● Exercise details
Omit the pictures and extract only the lines from the line containing "Return one point per instance of the man in green shirt." to the end of the material, each exactly as written.

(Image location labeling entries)
<<<<

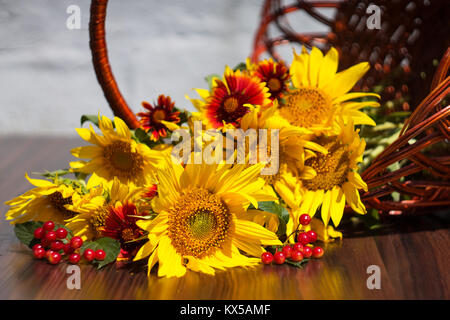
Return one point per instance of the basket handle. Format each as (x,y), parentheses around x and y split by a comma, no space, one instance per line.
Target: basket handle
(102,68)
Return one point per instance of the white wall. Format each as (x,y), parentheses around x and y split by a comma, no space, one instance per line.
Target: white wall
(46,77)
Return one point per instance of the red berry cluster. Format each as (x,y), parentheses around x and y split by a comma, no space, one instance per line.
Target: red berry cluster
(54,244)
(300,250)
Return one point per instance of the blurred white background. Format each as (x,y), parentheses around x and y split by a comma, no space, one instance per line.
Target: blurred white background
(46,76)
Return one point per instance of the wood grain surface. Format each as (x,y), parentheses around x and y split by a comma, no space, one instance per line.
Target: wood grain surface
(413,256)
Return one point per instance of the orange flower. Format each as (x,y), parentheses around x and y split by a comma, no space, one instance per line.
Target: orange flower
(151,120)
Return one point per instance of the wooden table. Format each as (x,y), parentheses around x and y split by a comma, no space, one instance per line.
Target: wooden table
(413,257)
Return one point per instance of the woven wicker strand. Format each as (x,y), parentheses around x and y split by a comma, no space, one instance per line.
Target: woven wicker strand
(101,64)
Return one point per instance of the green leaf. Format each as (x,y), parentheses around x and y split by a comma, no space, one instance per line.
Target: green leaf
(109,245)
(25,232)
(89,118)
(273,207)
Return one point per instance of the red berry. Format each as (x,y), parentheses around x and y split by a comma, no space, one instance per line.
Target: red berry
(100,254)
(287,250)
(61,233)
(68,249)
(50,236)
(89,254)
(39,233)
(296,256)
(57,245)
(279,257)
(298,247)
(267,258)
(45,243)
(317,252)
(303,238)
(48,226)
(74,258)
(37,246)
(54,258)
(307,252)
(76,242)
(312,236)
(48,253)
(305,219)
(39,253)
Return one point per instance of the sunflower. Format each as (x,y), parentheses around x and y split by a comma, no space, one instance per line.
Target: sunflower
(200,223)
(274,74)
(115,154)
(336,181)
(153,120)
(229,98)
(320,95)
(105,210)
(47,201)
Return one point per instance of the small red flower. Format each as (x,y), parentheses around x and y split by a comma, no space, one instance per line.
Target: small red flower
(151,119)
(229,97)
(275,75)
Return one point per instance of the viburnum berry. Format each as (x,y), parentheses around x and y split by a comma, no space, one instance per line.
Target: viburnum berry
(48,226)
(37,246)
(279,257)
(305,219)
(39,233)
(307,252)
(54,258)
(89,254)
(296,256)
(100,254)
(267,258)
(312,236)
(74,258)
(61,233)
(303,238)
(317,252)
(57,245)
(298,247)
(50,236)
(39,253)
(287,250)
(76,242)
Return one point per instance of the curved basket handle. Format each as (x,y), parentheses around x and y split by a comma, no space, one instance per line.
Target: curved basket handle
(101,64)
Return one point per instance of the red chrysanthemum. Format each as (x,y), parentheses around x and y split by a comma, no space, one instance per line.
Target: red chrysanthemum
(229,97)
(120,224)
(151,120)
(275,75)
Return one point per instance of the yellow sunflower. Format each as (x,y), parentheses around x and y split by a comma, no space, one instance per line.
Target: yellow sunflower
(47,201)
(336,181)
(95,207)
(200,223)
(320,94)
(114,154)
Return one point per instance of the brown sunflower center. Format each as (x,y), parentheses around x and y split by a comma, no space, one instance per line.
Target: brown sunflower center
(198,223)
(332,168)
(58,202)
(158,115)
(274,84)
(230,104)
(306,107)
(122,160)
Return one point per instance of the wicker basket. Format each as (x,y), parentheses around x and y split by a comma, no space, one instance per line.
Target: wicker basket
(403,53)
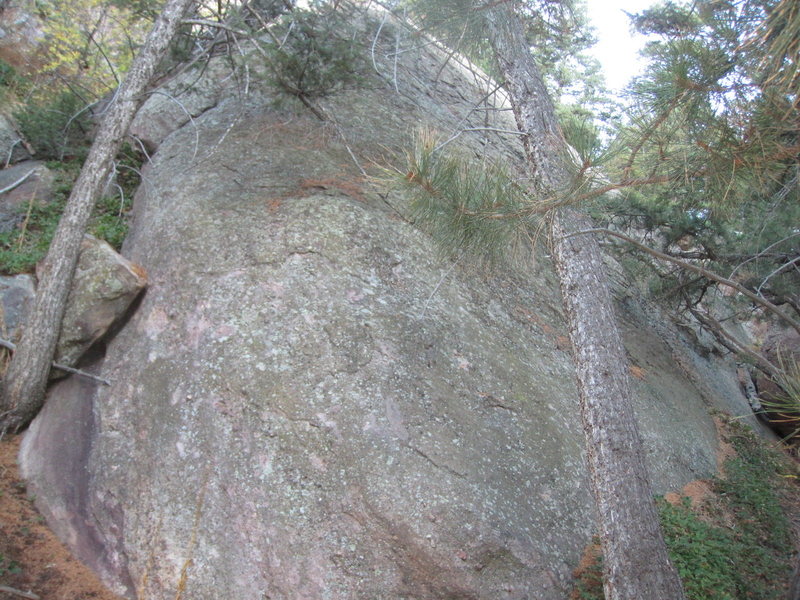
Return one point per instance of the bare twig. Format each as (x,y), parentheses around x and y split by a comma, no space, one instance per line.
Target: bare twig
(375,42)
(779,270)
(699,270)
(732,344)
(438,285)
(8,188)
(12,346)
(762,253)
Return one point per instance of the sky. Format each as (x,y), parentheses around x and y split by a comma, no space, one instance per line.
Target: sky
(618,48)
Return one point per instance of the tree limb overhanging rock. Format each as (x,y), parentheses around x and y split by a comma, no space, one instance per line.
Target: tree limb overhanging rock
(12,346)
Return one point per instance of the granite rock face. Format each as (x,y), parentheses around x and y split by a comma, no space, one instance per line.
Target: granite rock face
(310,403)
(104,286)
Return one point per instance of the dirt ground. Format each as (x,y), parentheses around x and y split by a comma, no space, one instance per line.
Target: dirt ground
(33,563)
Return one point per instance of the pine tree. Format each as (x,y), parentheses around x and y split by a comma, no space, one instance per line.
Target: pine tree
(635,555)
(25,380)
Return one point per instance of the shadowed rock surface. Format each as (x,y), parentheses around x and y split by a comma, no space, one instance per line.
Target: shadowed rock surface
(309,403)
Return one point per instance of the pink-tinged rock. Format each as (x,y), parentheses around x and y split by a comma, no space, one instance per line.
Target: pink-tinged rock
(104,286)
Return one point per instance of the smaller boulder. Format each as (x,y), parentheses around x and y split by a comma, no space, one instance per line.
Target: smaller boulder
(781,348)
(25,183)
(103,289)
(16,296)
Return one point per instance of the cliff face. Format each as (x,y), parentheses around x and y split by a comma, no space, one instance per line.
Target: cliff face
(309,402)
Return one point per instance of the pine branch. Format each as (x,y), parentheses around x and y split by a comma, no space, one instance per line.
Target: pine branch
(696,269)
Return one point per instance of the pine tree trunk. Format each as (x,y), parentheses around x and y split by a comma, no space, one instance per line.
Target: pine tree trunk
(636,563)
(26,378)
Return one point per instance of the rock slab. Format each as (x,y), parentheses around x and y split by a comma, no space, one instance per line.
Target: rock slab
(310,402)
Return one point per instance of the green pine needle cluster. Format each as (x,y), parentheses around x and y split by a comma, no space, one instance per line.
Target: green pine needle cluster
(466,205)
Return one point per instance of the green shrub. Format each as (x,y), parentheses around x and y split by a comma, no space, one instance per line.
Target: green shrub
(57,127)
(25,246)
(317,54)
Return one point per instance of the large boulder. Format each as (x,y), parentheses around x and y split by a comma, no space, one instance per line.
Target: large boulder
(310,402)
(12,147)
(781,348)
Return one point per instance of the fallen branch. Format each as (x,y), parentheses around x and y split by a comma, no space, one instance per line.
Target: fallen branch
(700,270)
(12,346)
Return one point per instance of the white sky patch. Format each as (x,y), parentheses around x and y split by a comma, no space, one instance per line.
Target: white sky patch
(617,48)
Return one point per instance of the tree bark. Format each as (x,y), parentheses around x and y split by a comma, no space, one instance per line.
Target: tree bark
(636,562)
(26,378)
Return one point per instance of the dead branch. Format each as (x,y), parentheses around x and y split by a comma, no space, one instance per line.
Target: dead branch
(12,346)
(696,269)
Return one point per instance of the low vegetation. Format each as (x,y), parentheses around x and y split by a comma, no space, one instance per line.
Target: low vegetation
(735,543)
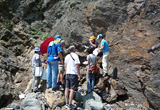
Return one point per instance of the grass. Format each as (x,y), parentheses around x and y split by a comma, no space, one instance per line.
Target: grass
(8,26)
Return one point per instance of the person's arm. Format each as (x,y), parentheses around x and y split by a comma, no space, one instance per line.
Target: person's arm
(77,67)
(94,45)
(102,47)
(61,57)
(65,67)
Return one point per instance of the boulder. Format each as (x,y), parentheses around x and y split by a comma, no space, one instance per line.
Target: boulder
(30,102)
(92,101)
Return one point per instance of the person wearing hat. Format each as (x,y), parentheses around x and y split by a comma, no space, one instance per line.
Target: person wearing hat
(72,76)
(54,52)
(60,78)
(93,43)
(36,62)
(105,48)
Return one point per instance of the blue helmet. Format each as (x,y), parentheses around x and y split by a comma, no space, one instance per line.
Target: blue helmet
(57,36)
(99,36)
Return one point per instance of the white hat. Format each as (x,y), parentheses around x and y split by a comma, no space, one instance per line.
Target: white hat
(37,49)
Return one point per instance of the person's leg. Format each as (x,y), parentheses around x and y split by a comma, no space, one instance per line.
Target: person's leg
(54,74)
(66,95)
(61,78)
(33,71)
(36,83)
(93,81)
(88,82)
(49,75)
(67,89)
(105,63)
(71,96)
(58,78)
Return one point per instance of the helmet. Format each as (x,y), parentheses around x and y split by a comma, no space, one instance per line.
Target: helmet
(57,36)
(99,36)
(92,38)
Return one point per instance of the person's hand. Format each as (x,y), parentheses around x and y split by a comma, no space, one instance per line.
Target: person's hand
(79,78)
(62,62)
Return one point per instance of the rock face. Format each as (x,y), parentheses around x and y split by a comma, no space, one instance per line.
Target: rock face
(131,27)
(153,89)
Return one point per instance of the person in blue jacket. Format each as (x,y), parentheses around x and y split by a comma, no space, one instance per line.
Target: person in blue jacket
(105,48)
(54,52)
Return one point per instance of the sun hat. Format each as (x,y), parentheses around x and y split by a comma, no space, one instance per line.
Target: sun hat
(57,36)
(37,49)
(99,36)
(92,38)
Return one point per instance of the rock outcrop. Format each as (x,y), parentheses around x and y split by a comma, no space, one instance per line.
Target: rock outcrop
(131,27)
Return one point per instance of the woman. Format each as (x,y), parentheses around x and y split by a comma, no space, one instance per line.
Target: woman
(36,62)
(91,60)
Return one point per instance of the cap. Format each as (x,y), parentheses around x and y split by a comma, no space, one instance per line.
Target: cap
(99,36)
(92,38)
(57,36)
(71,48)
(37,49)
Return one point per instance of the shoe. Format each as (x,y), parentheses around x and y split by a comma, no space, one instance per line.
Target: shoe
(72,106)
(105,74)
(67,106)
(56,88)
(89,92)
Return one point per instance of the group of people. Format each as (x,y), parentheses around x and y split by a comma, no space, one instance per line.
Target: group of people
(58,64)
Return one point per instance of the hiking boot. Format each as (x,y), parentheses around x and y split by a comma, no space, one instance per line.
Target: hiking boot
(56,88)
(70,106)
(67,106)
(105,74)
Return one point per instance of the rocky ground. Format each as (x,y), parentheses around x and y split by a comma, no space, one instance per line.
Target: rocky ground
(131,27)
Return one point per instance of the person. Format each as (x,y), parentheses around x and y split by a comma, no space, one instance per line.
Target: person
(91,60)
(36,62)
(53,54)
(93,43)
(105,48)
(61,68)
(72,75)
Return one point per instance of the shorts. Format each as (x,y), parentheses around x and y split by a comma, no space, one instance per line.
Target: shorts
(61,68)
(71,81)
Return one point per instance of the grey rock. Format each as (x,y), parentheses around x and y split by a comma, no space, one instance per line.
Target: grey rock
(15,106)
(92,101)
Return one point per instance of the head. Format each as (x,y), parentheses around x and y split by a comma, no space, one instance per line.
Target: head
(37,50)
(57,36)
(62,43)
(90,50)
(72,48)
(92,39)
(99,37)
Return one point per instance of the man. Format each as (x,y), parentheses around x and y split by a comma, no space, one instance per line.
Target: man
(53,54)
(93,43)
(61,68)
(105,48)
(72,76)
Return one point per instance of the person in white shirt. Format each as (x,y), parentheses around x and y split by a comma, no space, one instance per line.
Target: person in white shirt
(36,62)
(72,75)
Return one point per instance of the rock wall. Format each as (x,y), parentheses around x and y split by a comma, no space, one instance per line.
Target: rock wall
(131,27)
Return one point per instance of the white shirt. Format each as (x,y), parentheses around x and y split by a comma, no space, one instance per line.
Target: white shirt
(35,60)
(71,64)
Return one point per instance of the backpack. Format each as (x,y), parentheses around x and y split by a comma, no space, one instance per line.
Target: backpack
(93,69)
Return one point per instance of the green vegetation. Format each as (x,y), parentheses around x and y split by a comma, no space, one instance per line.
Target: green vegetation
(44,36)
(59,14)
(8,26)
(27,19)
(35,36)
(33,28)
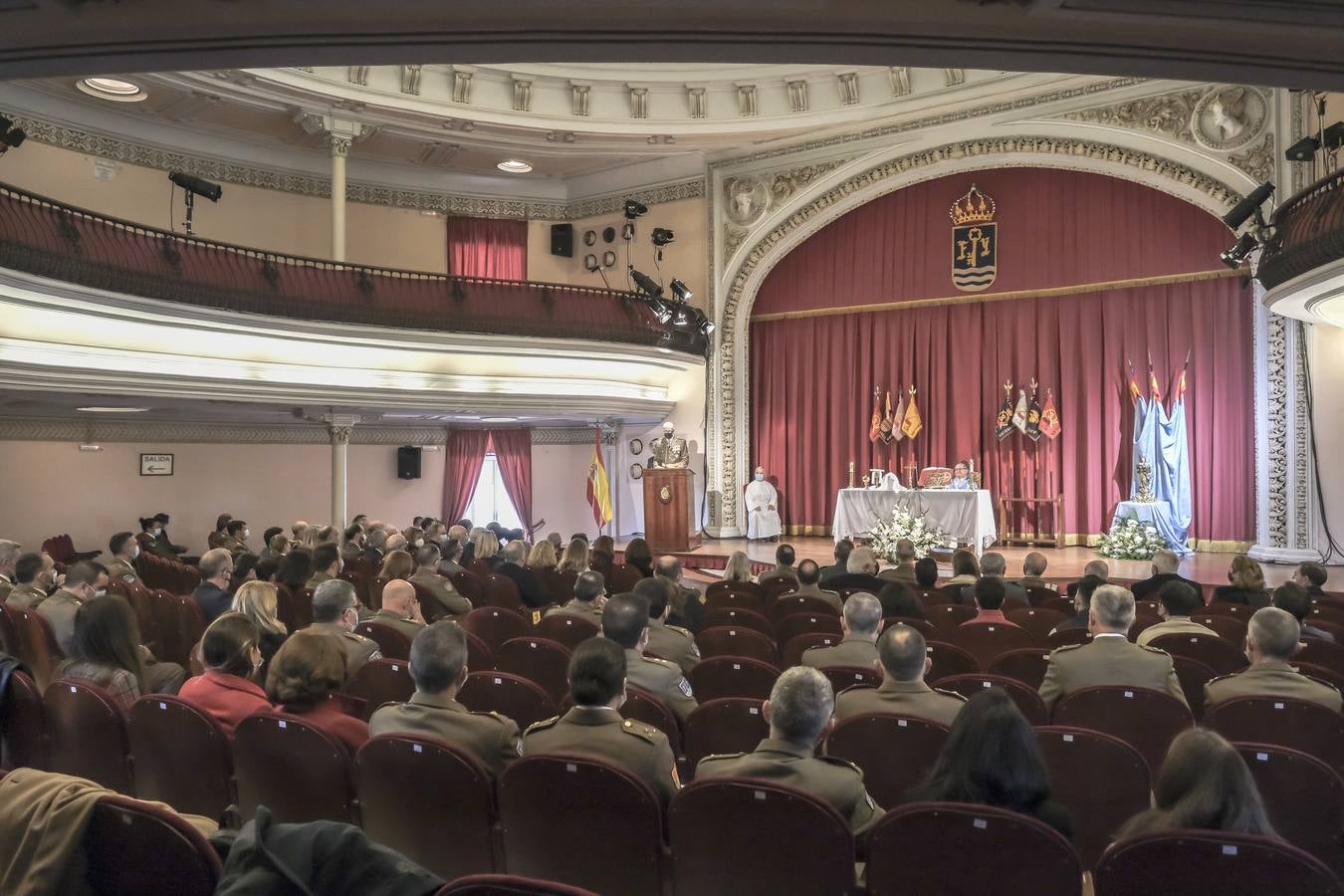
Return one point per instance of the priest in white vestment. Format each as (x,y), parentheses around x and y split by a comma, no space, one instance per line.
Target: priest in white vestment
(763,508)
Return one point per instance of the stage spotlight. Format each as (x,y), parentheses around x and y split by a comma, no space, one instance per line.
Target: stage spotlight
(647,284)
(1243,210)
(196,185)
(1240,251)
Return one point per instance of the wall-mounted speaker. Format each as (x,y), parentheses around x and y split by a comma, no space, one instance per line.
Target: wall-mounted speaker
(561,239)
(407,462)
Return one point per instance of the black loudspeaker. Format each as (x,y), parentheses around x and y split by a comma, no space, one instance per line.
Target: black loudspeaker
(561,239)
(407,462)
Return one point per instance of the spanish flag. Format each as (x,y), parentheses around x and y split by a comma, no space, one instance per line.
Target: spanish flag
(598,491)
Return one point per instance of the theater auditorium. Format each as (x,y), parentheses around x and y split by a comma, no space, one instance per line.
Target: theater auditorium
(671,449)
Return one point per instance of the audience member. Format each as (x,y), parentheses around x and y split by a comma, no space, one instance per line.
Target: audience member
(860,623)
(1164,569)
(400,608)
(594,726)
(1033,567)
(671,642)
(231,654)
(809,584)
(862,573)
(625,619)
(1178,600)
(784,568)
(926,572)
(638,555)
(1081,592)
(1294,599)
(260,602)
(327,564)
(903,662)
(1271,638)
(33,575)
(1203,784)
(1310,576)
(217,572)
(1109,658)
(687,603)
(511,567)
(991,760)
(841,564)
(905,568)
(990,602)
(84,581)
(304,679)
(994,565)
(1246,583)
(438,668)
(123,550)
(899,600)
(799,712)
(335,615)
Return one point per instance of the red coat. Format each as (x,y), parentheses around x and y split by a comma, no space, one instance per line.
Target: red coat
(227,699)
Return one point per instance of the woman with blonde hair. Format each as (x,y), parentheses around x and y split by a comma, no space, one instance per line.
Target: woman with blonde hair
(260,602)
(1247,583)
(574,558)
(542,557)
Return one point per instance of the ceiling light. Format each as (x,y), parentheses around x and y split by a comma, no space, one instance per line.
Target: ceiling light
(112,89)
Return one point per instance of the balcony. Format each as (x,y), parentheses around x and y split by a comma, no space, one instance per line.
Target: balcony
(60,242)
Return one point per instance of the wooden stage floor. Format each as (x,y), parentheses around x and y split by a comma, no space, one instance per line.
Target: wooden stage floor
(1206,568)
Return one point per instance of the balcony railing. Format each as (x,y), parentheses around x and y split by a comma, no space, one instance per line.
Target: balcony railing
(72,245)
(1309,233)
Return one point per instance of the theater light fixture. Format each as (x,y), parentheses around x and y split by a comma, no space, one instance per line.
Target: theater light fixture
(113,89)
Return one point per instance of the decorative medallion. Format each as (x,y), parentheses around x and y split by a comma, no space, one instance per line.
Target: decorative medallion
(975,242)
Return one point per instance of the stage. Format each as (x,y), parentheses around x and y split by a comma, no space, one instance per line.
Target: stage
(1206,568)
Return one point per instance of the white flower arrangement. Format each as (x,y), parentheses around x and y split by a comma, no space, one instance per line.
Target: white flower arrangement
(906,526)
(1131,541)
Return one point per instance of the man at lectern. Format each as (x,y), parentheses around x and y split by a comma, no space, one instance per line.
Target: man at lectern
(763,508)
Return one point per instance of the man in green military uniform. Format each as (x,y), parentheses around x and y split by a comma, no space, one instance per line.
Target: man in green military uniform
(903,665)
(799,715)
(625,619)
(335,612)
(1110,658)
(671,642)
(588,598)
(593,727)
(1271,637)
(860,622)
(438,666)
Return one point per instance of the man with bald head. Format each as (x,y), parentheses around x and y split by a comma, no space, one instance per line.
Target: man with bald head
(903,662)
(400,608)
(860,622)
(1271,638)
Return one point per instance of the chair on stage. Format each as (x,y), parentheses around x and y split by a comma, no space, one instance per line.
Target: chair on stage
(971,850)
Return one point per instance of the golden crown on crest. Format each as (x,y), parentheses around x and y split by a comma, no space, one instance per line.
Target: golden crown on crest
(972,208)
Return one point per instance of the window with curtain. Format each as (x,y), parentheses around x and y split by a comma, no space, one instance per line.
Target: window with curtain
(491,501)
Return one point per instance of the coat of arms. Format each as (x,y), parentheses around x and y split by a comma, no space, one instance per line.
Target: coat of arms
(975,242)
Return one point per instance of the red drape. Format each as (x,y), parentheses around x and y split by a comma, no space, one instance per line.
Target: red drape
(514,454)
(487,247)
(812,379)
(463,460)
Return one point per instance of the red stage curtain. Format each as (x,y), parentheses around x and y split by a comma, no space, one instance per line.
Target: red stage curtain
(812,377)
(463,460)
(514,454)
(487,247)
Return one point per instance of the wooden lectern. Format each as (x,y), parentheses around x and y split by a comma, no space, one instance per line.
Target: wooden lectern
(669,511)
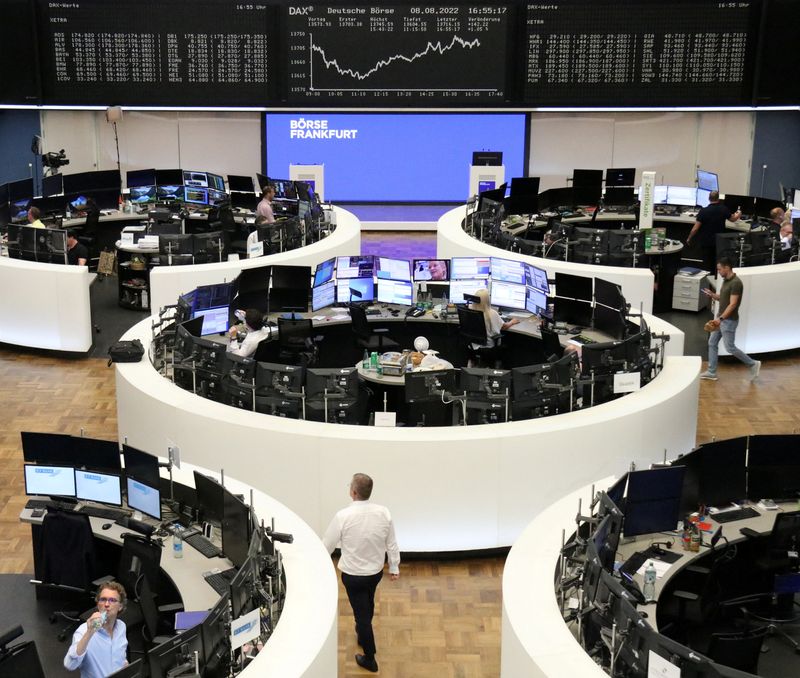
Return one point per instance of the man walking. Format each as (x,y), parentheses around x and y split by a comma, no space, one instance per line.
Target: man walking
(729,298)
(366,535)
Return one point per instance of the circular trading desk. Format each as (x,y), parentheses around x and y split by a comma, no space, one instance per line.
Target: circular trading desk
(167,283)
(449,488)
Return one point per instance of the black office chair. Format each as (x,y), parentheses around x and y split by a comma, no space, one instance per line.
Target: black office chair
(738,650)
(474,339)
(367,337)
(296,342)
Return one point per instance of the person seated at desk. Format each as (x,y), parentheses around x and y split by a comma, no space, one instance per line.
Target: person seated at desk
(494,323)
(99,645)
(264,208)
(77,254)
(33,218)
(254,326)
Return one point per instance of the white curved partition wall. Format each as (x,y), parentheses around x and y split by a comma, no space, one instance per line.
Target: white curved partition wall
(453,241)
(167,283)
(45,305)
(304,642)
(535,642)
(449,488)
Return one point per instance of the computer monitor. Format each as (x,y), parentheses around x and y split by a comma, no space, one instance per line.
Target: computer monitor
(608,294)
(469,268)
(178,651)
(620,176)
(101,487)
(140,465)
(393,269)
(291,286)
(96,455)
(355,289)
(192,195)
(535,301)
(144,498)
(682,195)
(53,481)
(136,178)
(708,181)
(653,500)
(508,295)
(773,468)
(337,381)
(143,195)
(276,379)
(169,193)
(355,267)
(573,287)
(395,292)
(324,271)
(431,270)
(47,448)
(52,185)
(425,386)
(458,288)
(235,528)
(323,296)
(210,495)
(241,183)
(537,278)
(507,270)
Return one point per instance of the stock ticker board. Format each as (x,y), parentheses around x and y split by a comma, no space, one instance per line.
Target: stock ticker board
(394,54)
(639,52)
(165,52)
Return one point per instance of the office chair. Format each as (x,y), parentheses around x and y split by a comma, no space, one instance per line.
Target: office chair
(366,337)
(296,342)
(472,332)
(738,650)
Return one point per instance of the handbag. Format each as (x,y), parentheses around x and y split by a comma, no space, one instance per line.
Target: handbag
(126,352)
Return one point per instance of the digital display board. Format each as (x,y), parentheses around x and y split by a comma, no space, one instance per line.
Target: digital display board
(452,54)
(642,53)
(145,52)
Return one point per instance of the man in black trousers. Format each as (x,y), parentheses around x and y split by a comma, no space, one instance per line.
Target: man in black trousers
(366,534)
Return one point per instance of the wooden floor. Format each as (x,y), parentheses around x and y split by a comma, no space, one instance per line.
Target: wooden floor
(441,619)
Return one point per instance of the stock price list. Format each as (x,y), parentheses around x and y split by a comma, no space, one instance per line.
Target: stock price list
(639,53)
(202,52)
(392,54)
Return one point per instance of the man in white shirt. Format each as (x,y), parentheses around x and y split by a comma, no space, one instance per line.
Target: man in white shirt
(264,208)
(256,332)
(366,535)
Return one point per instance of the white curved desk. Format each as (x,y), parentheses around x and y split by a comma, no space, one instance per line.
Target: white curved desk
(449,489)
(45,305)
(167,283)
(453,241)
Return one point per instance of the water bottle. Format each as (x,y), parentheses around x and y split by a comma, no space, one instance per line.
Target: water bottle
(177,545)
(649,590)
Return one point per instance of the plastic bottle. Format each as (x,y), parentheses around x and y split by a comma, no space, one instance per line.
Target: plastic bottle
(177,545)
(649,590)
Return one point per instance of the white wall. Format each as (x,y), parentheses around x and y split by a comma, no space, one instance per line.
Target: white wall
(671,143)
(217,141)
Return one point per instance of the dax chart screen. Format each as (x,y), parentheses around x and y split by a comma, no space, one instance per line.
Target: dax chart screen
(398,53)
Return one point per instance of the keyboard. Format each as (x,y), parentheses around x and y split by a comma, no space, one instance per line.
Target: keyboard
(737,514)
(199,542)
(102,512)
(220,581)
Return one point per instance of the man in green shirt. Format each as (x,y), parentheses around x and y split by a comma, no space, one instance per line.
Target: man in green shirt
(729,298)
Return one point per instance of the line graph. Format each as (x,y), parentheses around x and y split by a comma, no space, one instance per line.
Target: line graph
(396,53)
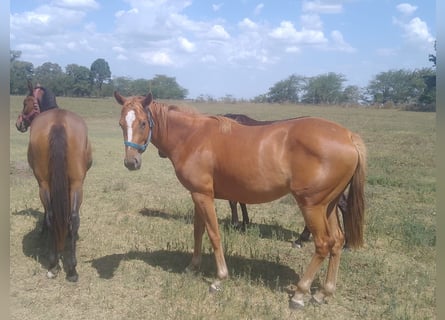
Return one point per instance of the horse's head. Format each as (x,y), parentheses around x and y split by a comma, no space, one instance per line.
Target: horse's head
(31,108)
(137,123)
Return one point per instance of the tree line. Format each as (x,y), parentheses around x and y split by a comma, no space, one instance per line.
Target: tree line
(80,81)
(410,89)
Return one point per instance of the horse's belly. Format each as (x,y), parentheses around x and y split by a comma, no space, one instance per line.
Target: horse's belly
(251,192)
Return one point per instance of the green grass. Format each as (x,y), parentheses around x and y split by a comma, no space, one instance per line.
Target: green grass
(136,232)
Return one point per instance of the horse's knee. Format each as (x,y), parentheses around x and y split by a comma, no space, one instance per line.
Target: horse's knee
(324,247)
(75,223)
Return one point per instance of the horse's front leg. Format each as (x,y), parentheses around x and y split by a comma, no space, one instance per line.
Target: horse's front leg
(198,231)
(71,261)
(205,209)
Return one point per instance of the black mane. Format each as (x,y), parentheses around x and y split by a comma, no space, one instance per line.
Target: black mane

>>>>

● Worked solution
Return one point per instance of the man in green shirt. Format each as (x,y), parentheses around x and y split by a comma, no space, one instance per line.
Target: man in green shirt
(729,298)
Return one point per instance of the line graph. Format each as (x,y), parentheses around x and y split by a comma, no space, one instance per line.
Target: line graph
(396,53)
Return one point per instance of the horse's head. Format each as (x,y), parentheses around x and y split by a comma, no space, one instance per line.
Target: horse's head
(31,108)
(137,123)
Return one point per instance of the tree line. Format each as (x,y), parentheses around x and y split by a comma, no space, one instance per line.
Target: tree line
(80,81)
(410,89)
Return one point per instance of the horse's belly. Format each as (x,y), parentheses around x and y split by a comma, no space, one instance per line.
Target: horse's belly
(251,192)
Return one point per instance of the green grass. Format each as (x,y), parentheses around x and y split by a comma, no space, one instance per line.
Target: green grass
(136,232)
Return one point per instance of the horse's knee. Format each as (x,y), parentheses around x and y split by a comma, no space, one instance per line.
Target: horse's knee
(324,247)
(75,223)
Return one point per instance of the horse's front leg. Format each as (x,y), parentheses around x and y split by a comma, no space, one instance per line.
Target: horse's front leg
(198,231)
(71,261)
(205,209)
Return one point per instance of the black mane. Format each as (x,y), parentheses around x and y split by a comma, no space, one instance per line.
Target: black mane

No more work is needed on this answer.